-- The problem --
Any image found in the entries is to be skipped; the rest is returned word for word.

-------- Entries provided --------

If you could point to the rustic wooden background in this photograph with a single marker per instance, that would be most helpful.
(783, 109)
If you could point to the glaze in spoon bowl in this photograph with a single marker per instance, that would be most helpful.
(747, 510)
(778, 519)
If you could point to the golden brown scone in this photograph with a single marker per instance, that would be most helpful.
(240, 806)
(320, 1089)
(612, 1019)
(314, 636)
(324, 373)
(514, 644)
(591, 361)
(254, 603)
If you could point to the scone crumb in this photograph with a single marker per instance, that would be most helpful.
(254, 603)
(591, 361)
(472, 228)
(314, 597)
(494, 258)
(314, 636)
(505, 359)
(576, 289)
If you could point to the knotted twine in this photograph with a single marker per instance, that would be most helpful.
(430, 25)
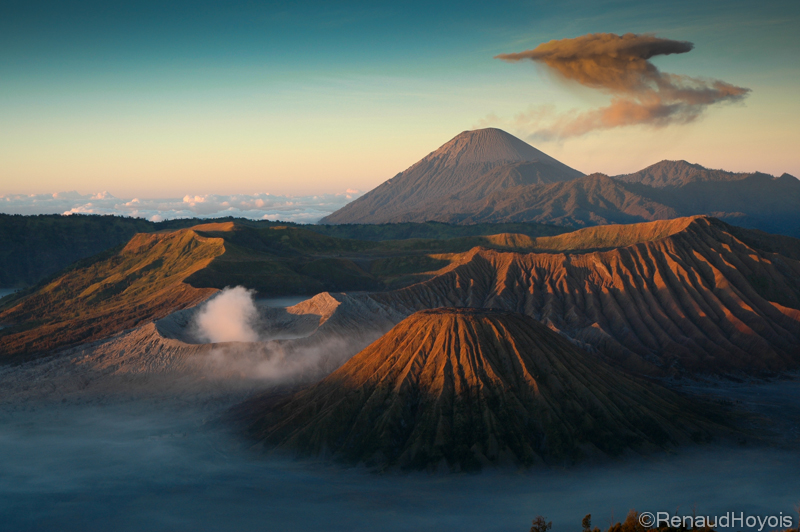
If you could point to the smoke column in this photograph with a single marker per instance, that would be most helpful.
(228, 317)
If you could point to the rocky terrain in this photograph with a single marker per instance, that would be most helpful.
(463, 388)
(488, 175)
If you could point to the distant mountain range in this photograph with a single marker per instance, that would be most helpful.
(488, 175)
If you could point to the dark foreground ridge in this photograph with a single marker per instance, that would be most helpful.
(463, 388)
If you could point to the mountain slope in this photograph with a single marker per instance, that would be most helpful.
(689, 295)
(673, 174)
(109, 293)
(459, 167)
(467, 387)
(486, 176)
(592, 200)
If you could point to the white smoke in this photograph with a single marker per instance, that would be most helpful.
(228, 317)
(255, 355)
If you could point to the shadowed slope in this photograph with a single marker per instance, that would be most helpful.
(470, 387)
(698, 299)
(110, 293)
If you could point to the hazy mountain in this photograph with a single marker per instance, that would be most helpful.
(489, 188)
(468, 167)
(673, 174)
(462, 388)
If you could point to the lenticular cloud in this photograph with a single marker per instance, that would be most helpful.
(620, 66)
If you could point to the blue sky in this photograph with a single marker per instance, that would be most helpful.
(170, 98)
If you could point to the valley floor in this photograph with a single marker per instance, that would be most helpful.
(94, 460)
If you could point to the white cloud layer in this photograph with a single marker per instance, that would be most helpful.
(301, 209)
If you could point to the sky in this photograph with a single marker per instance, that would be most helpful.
(149, 100)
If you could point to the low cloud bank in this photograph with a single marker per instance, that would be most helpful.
(301, 209)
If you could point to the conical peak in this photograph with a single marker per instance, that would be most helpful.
(490, 145)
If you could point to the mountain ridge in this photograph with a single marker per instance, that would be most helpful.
(465, 388)
(498, 191)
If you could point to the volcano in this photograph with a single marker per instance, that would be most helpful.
(463, 388)
(466, 169)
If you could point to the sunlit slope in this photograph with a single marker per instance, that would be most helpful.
(462, 388)
(157, 273)
(693, 295)
(143, 280)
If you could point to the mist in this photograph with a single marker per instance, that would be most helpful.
(228, 317)
(249, 346)
(160, 467)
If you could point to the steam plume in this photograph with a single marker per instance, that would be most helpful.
(620, 66)
(229, 317)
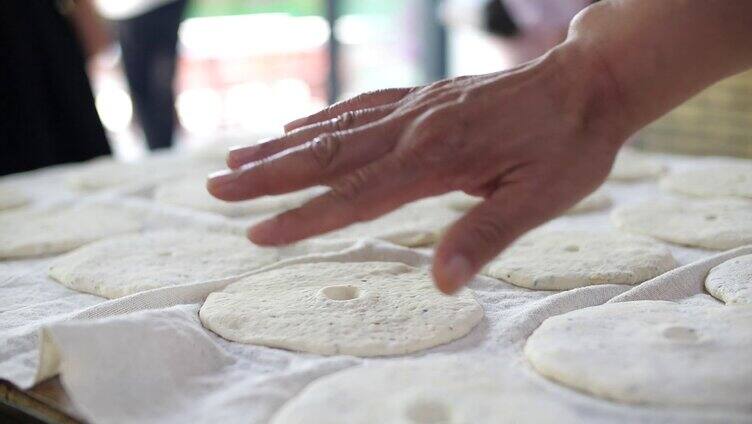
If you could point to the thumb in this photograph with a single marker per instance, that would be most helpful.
(483, 232)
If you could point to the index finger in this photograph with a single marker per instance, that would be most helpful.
(363, 101)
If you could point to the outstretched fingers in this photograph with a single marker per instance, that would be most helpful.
(240, 156)
(484, 232)
(314, 162)
(363, 101)
(365, 194)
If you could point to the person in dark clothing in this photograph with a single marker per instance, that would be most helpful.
(149, 46)
(47, 112)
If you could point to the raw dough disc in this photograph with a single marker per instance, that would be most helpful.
(650, 352)
(437, 390)
(561, 260)
(27, 233)
(731, 281)
(413, 225)
(133, 263)
(11, 198)
(191, 193)
(463, 202)
(731, 179)
(631, 165)
(720, 224)
(594, 201)
(362, 309)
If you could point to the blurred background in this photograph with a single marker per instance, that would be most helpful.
(245, 67)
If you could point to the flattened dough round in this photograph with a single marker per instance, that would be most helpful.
(594, 201)
(413, 225)
(191, 193)
(731, 281)
(435, 390)
(463, 202)
(650, 352)
(132, 263)
(720, 224)
(28, 233)
(561, 260)
(361, 309)
(10, 198)
(631, 165)
(731, 179)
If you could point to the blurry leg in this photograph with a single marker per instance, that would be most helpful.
(149, 45)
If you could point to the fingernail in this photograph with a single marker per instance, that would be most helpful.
(234, 149)
(293, 124)
(457, 272)
(221, 176)
(264, 233)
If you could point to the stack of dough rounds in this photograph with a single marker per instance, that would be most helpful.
(11, 198)
(650, 352)
(28, 233)
(631, 165)
(132, 263)
(463, 202)
(731, 179)
(413, 225)
(731, 281)
(721, 224)
(362, 309)
(437, 391)
(191, 193)
(561, 260)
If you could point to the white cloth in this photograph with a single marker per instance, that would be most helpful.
(146, 358)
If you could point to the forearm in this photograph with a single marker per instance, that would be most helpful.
(657, 54)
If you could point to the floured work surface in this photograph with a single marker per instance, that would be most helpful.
(195, 376)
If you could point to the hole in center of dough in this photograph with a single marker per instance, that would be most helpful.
(340, 292)
(680, 334)
(427, 412)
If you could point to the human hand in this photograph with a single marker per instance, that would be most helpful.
(532, 141)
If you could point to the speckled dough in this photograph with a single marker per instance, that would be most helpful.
(10, 198)
(42, 232)
(730, 179)
(713, 224)
(133, 263)
(413, 225)
(191, 193)
(361, 309)
(650, 352)
(437, 391)
(463, 202)
(731, 281)
(631, 165)
(561, 260)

--------

-- Final answer --
If you could point to the rustic wooden background in this photograph with a single marker per instance, that would be most helpful.
(783, 109)
If you could point to the glaze in spoon bowl in this photograph with a single marker per instance, that would be most helpful.
(747, 510)
(778, 519)
If you could point to the golden brown scone in this photograph with a single marker per instance, that would be most helpful.
(240, 806)
(320, 1089)
(612, 1019)
(314, 636)
(324, 373)
(514, 644)
(591, 361)
(254, 603)
If you could point to the scone crumb in this photograph with a single marker per instance, that would be most helpful.
(254, 603)
(591, 361)
(472, 228)
(314, 597)
(494, 258)
(314, 636)
(505, 359)
(576, 289)
If you could point to the knotted twine in this photograph with a single marker per instance, that would be most helpful.
(430, 25)
If you could point to the smoke column in this photograph with a single marker per instance, that would be most helpful.
(228, 317)
If you could point to the rocky terrain in this photograph with a single marker per instance, that would be most helpful.
(463, 388)
(488, 175)
If you could point to the distant mountain range in this photograph with a single marker per instance, that would be most helpful.
(488, 175)
If you could point to the dark foreground ridge in this photograph with a single marker per instance, that would be most helpful.
(463, 388)
If you could point to the mountain slope in this photograph with a single marker per instance, that would be most helpful.
(689, 295)
(673, 174)
(109, 293)
(459, 167)
(467, 387)
(486, 176)
(592, 200)
If you could point to the white smoke in this photograph with a single marker per instance, that would be most helpful.
(228, 317)
(255, 355)
If you could point to the shadowed slope in this photograph with a single marker per instance, that would be most helpful.
(470, 387)
(698, 299)
(110, 293)
If you could point to the hazy mountain in this photograph with a single marker per instance, that would be most helpful.
(489, 188)
(468, 167)
(673, 174)
(462, 388)
If you could point to the lenticular cloud in this photograph with a single marker per instance, that would be most helpful.
(620, 66)
If you could point to the blue sky in this photograph with a single marker per instance, that would be most helpful.
(170, 98)
If you could point to the valley floor in this photograph with a single marker per instance, that would be most helpful.
(94, 460)
If you could point to the white cloud layer in this photograph with a single marker per instance, that would be most helpful.
(301, 209)
If you could point to the sky in this photograph with a single marker per instance, that would be most helpful.
(149, 100)
If you could point to the low cloud bank in this photograph with a single marker per instance, that would be most helpful.
(301, 209)
If you could point to the conical peak in this photograph with a single marker per instance, that would be most helpful.
(490, 145)
If you could point to the mountain ridge in this photograph with a single marker per instance, that would be most helpful.
(465, 388)
(498, 191)
If you could point to the volcano in this photograph with a single marker per instance, that would be most helpful.
(463, 388)
(466, 169)
If you could point to the sunlit slope in this photograph with a single marker per instance, that would be most helpful.
(462, 388)
(157, 273)
(693, 295)
(143, 280)
If you could point to the mist in this photograph with a single marker per instance, that would be most helpful.
(228, 317)
(249, 346)
(160, 467)
If you could point to the steam plume in this photograph with a single marker per instance, that would be most helpful.
(620, 66)
(229, 317)
If you could point to the thumb in this photograph with a single marker per instance, that would be most helpful.
(483, 232)
If you could point to the index finger in this photograph with a single marker per instance, that would be most helpful.
(363, 101)
If you could point to the outstretched fingers in this photograph with a single marker per instance, that would be most helpful.
(240, 156)
(484, 232)
(314, 162)
(363, 101)
(365, 194)
If you could point to the person in dark clothing in this photograph with a single marker per instance, that would be most helpful.
(149, 46)
(47, 112)
If you could point to the raw dough disc in this photograph with a single marker per instance, that would be most helpful.
(650, 352)
(437, 390)
(561, 260)
(27, 233)
(731, 281)
(413, 225)
(133, 263)
(11, 198)
(191, 193)
(463, 202)
(731, 179)
(631, 165)
(720, 224)
(594, 201)
(362, 309)
If you could point to the blurred background in this photograph with a single marker per instance, that would be most helpful.
(245, 67)
If you could point to the flattened dough round in this photograph with a single marker per instance, that would be most helpful.
(594, 201)
(413, 225)
(191, 193)
(731, 281)
(435, 390)
(463, 202)
(650, 352)
(132, 263)
(720, 224)
(28, 233)
(561, 260)
(361, 309)
(10, 198)
(631, 165)
(731, 179)
If you could point to the blurry leg in this photograph with a single marker per instance, that would be most helpful.
(149, 45)
If you could point to the fingernail in this photograph with a single marker per instance, that would be most helpful.
(234, 149)
(293, 124)
(457, 272)
(221, 176)
(264, 233)
If you could point to the stack of dough rounds in this photograph with a single marker per instance, that would be most helpful.
(11, 198)
(650, 352)
(28, 233)
(631, 165)
(132, 263)
(463, 202)
(731, 179)
(413, 225)
(731, 281)
(721, 224)
(362, 309)
(437, 391)
(191, 193)
(561, 260)
If you could point to the white cloth in this photograph with a single marker per instance, that would be most helpful.
(146, 358)
If you could point to the forearm in this photograph with a single marker per instance, that would be most helpful.
(657, 54)
If you could point to the floured work surface in this photograph with a single marker per instance, that would be most helpful.
(195, 376)
If you could point to the hole in center of dough in this photograph with a single marker per instance, that would be most helpful.
(340, 292)
(680, 334)
(427, 412)
If you could point to the human hand in this photograph with a single marker per instance, that would be most helpful.
(532, 141)
If you could point to the speckled dough in this photograph with a single marker per instance, that would be most helpful.
(10, 198)
(42, 232)
(730, 179)
(713, 224)
(133, 263)
(413, 225)
(191, 193)
(361, 309)
(650, 352)
(437, 391)
(463, 202)
(731, 281)
(631, 165)
(561, 260)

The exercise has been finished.